TEXT EXCERPT:
It couldn’t be more perfect if it was a full-fledged conspiracy that had the singular purpose of keeping our children helpless.  They simply cannot deal with the unpredictable, the uncharted, the unfamiliar.  We have taken away their capacity to think on their feet.  They have been understood and collaborated with to a point where they are ineffective at navigating even the most innocent of confusing situations.  Their brains freeze up and they lurch to some bizarre response, pursue fight or flight or simply have the deer in the headlights look that says we have enabled them to the point of possible no-return.

Two examples: One young man was ready to leave the program and be employed full-time at a job we had lined up for him.  19 years-old and being given the opportunity to earn $28,000 a year plus benefits.  To see if he was ready, we gave him one last real life test.  It was a Thursday and he had just told one of the staff members that there was no way he would blow this chance.  He came by the office and jokingly said something borderline inappropriate to the boss.  He was immediately confronted and told that he needed to rethink what had just happened and come up with a better response.  He looked lost.  Again, it was demanded that he make a different choice.  Out comes the old behavior - oppositional, screw you, “I have no idea what you are talking about”, you can’t tell me what to do.  One last time, a directive to fix this and still he was blank.  In 120 seconds, he had blown a pretty sweet deal.

Another young man was volunteering at a startup program that had just received funding.  As such, there was no equipment yet, no routine established, no official start date.  His response was to say that the situation was “fishy” - how could a program have no equipment?  It was as if he thought that we are all just dropped into situations where everything we need is already there.  He was literally overwhelmed with the idea that nothing was ready yet and it was going to have to be created each day.  He quit.  Full-time job, money for college, high demand skills being taught, all weeks away, and he could not deal with the uncertainty that it wasn’t there this minute.

We have done this to them.  We have rendered our children impotent in the face of the spontaneous, the unusual, the seemingly incomprehensible.  We have robbed them of what is necessary to be creative, patient, visionary.  What is it that we get out of making our young people helpless?  What grand advantage, what sick rationalization, what pathological need moves us to ensure that our children are ill-equipped to navigate the parts of life that are potentially the most exciting, rewarding, open-ended, change producing? 

Out of the Mouths of Babes

June 21st, 2009

To their kids, dads are often bigger than life.  They are influential in ways they might not be aware of… the following is a letter from a 10 year-old to his dad.

“Dear Dad,

I haven’t been acting to good the last couple of weeks.  I have been talking smart and having a bad attitude toward some things but I think you should not fly off the handle and start to yell at me.  You should listen to what I have to say.  example.  Yesterday you said nobody did anything in the way of helping around the house and you started to yell and I was about to say Jerry and I worked for an hour.  You didn’t let me say anything and got mad.  You always say I get mad and be a bad sport (no offence) but you also get mad and pouty and on sundays you are so edgy and say things about mom and swear.  You say not to say dirty words and stuff when I do it yet you do it.  I tell you about it but you say I make you mad and that’s true but have you ever thought that we do it because were mad.  It doesn’t only apply to children.  You end up punishing us without punishment.  I will try to do better and I would like it if you did to.  Love, your son Bobby.”

Stored entries from a collection:
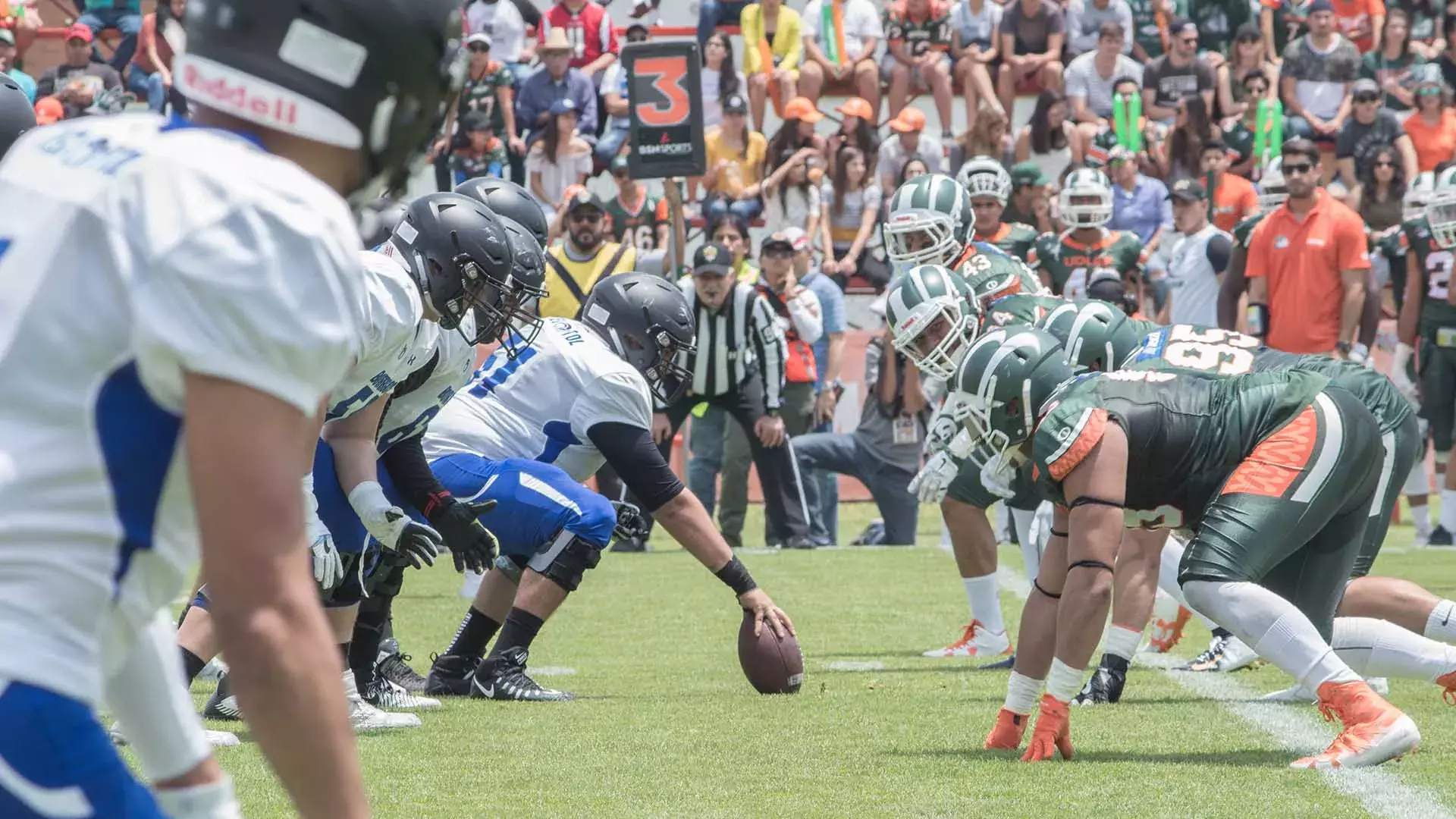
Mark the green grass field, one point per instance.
(666, 725)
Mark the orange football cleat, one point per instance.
(1373, 729)
(1052, 733)
(1165, 634)
(1008, 730)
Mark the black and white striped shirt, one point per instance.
(742, 334)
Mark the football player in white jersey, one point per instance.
(216, 273)
(528, 431)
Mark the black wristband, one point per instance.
(736, 576)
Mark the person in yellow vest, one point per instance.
(582, 259)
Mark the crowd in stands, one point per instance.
(1150, 93)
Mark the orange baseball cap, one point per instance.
(909, 120)
(802, 110)
(856, 107)
(49, 111)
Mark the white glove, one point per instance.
(1398, 378)
(996, 475)
(932, 482)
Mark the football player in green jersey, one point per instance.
(934, 319)
(1065, 262)
(1248, 465)
(989, 186)
(1429, 318)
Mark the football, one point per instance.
(772, 665)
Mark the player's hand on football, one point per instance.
(766, 614)
(328, 566)
(769, 430)
(471, 544)
(1052, 735)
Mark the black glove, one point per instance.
(631, 523)
(472, 545)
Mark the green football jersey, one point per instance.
(1185, 435)
(1225, 353)
(1021, 308)
(1436, 264)
(637, 228)
(1071, 264)
(1014, 238)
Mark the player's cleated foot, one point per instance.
(976, 642)
(450, 675)
(221, 704)
(1008, 730)
(1373, 732)
(397, 670)
(1106, 684)
(389, 697)
(1166, 632)
(503, 676)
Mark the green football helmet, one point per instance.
(1006, 378)
(1095, 335)
(992, 273)
(932, 299)
(929, 222)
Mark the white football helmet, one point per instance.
(1419, 194)
(984, 177)
(1272, 186)
(1440, 212)
(1087, 184)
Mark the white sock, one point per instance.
(1375, 648)
(1449, 510)
(1022, 694)
(1122, 642)
(1421, 518)
(1063, 681)
(1273, 627)
(1442, 624)
(984, 596)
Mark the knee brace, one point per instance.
(566, 560)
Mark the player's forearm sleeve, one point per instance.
(638, 463)
(408, 468)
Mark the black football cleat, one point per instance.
(503, 676)
(450, 675)
(1106, 684)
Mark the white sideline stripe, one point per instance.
(1379, 790)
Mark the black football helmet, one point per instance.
(17, 115)
(372, 74)
(460, 256)
(647, 321)
(510, 202)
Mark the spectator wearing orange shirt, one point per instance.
(1234, 197)
(1308, 264)
(1433, 126)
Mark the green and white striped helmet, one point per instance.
(929, 222)
(984, 177)
(1087, 199)
(1005, 379)
(1440, 212)
(932, 318)
(1095, 335)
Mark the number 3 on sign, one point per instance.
(667, 74)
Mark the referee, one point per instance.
(739, 366)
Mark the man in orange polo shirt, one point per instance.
(1234, 197)
(1308, 265)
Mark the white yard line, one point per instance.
(1379, 790)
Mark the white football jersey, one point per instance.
(134, 251)
(541, 404)
(395, 344)
(408, 414)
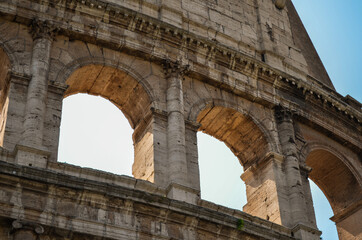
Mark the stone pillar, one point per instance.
(179, 187)
(193, 172)
(16, 108)
(150, 148)
(31, 149)
(265, 189)
(26, 231)
(298, 216)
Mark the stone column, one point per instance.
(31, 145)
(176, 145)
(150, 148)
(348, 221)
(26, 231)
(297, 217)
(16, 108)
(265, 189)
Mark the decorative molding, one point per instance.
(283, 114)
(174, 68)
(280, 4)
(24, 225)
(43, 29)
(231, 58)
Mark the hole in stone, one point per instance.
(94, 133)
(263, 57)
(220, 172)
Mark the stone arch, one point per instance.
(64, 73)
(340, 182)
(334, 175)
(127, 90)
(236, 131)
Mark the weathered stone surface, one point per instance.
(253, 81)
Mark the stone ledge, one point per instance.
(223, 216)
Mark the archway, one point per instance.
(128, 95)
(334, 176)
(244, 136)
(220, 173)
(239, 132)
(94, 133)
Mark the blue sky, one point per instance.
(335, 28)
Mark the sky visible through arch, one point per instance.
(94, 133)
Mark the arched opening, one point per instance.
(342, 189)
(248, 144)
(220, 173)
(240, 133)
(130, 97)
(4, 90)
(94, 133)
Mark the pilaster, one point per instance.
(43, 34)
(265, 189)
(179, 183)
(298, 191)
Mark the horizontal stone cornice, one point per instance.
(214, 52)
(141, 197)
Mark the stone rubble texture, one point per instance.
(242, 71)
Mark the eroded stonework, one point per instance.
(242, 71)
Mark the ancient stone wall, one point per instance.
(236, 70)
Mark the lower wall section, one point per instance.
(51, 205)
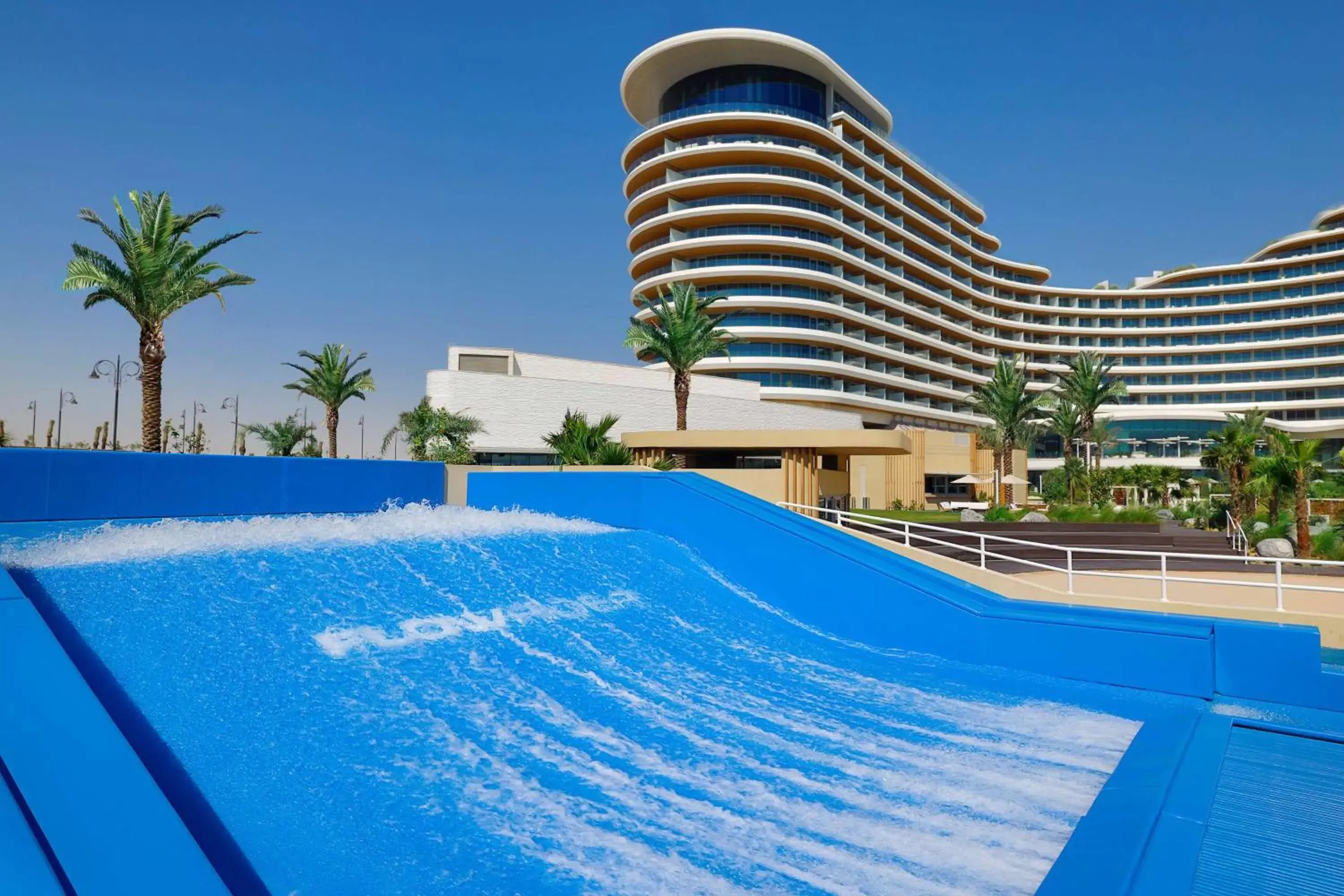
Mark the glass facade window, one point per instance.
(745, 88)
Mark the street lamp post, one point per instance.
(66, 398)
(115, 371)
(233, 404)
(195, 406)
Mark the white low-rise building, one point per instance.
(521, 397)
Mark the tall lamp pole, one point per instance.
(233, 404)
(66, 398)
(116, 371)
(195, 406)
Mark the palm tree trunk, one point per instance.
(1304, 524)
(332, 420)
(151, 386)
(682, 388)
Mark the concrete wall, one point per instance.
(41, 484)
(518, 412)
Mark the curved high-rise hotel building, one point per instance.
(859, 279)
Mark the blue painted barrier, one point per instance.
(890, 601)
(39, 484)
(108, 825)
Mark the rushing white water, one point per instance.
(445, 702)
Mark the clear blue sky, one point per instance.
(444, 172)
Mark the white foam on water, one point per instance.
(112, 543)
(340, 641)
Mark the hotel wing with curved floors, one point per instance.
(859, 279)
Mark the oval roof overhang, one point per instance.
(651, 73)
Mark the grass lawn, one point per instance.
(917, 516)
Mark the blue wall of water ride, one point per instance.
(444, 700)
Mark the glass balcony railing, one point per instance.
(736, 107)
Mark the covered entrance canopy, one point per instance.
(779, 465)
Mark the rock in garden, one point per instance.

TASK GOAL: Rewrite the passage of the text excerpt that opens with the words containing "We have done" and closes with "open-ended, change producing?", changing "visionary" to "resourceful". These entries were taken from a different source than the text.

EXERCISE RESULT:
We have done this to them.  We have rendered our children impotent in the face of the spontaneous, the unusual, the seemingly incomprehensible.  We have robbed them of what is necessary to be creative, patient, resourceful.  What is it that we get out of making our young people helpless?  What grand advantage, what sick rationalization, what pathological need moves us to ensure that our children are ill-equipped to navigate the parts of life that are potentially the most exciting, rewarding, open-ended, change producing?